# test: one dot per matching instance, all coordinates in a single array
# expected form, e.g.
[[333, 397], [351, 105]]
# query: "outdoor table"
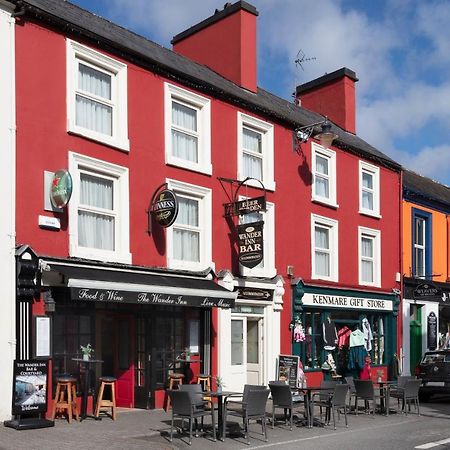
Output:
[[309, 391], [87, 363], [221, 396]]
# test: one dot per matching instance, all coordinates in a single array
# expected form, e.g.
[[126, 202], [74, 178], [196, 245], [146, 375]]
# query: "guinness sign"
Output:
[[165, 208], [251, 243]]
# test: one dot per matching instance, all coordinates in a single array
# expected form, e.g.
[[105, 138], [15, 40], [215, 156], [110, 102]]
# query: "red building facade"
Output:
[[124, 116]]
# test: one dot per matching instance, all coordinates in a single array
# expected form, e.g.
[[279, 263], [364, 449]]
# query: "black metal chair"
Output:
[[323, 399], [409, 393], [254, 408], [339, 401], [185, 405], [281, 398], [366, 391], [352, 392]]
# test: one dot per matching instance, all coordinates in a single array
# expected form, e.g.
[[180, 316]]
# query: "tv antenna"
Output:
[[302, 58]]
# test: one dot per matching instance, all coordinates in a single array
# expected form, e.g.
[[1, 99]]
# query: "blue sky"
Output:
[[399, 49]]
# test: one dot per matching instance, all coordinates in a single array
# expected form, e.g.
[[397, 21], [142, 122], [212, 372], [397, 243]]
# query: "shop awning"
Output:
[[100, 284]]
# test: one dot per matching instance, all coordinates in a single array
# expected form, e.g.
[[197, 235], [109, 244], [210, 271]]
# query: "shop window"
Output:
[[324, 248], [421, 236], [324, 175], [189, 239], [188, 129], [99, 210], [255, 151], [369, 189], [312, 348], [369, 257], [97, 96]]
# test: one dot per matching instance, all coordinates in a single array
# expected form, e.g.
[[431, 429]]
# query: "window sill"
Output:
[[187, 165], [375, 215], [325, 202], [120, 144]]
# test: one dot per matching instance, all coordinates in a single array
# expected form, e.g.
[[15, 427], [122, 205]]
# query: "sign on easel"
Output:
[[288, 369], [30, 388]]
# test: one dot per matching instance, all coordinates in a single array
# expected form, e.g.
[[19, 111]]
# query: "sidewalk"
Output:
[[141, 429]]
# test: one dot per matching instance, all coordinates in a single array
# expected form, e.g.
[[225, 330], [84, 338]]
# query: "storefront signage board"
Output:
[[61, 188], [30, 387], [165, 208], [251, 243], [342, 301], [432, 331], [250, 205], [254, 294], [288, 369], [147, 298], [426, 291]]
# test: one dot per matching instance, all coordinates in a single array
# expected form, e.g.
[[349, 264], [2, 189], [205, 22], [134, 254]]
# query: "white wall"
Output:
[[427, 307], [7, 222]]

•••••

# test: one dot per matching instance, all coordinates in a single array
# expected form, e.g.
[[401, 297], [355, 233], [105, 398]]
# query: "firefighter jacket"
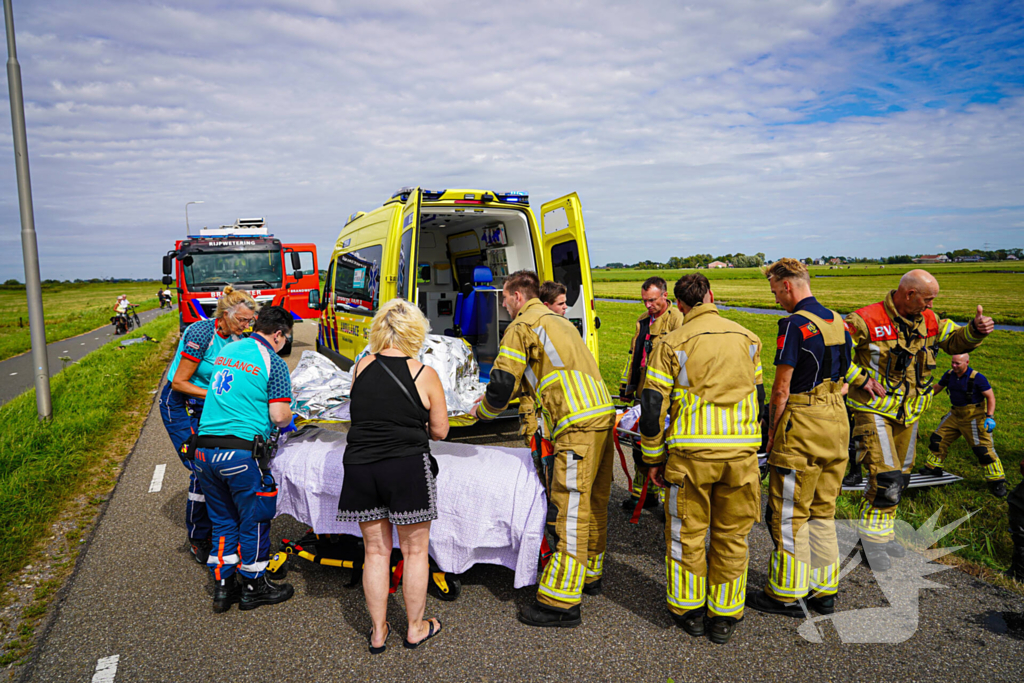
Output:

•••••

→ **The problem**
Look through the entries above. Extract each line with the word "shop".

→ **Result**
# query: "shop awning"
# query: "shop window"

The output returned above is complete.